▶ [Requirement] Only some lines are wanted. Transcribe, exactly, the lines below from the line with "positive clicks: (336, 185) (231, 239)" up to and including the line with "rough mask: <svg".

(Stored data entries)
------------------------------

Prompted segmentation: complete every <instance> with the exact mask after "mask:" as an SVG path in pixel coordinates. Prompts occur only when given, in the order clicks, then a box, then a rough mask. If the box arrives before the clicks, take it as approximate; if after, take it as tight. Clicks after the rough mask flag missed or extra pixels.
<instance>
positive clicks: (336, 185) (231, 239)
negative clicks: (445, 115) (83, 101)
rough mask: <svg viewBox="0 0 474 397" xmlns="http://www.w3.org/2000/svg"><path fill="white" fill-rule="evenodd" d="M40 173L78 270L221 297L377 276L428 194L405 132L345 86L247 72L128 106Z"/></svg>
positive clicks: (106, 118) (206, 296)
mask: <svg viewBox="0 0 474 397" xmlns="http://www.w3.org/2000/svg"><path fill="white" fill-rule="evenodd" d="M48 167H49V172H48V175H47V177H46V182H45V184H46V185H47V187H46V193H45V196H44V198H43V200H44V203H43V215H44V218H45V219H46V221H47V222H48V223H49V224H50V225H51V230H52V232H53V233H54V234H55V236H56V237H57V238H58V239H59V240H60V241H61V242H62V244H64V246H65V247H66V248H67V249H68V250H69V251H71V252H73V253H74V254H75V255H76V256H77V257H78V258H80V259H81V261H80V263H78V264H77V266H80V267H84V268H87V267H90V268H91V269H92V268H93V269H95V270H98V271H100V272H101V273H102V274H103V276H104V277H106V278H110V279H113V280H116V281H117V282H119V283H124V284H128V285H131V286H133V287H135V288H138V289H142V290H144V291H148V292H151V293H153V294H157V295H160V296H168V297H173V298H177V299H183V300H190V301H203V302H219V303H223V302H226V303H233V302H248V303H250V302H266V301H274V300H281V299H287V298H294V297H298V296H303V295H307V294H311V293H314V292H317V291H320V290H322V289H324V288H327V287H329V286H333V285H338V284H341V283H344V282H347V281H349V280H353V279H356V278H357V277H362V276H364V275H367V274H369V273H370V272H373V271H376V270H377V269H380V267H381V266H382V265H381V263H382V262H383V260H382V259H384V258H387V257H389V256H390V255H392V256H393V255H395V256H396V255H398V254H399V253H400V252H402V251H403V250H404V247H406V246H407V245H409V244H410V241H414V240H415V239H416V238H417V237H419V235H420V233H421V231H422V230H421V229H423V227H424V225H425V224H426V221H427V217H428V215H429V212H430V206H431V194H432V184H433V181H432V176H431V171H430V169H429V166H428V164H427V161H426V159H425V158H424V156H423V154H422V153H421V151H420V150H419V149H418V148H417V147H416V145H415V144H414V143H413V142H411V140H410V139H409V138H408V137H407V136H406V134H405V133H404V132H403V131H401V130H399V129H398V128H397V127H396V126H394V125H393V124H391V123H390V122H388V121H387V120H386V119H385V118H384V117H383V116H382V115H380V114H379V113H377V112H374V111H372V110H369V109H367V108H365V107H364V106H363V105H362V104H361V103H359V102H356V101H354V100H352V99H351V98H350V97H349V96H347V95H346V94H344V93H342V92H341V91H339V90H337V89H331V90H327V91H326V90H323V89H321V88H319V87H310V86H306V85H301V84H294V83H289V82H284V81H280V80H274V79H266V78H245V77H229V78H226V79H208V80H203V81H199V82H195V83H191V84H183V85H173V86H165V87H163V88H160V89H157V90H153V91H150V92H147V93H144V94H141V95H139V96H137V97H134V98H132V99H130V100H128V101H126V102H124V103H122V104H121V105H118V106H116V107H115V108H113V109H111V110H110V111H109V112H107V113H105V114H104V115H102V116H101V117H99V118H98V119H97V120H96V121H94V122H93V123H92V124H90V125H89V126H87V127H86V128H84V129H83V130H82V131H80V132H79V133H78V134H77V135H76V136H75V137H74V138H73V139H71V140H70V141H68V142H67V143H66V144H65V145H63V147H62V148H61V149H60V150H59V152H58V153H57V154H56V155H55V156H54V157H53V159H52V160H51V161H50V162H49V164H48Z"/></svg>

------------------------------

▶ [Problem solution]
positive clicks: (336, 185) (231, 239)
negative clicks: (445, 115) (83, 101)
rough mask: <svg viewBox="0 0 474 397" xmlns="http://www.w3.org/2000/svg"><path fill="white" fill-rule="evenodd" d="M40 173L78 270L221 297L377 276L428 194L405 132L345 86L247 72L128 106Z"/></svg>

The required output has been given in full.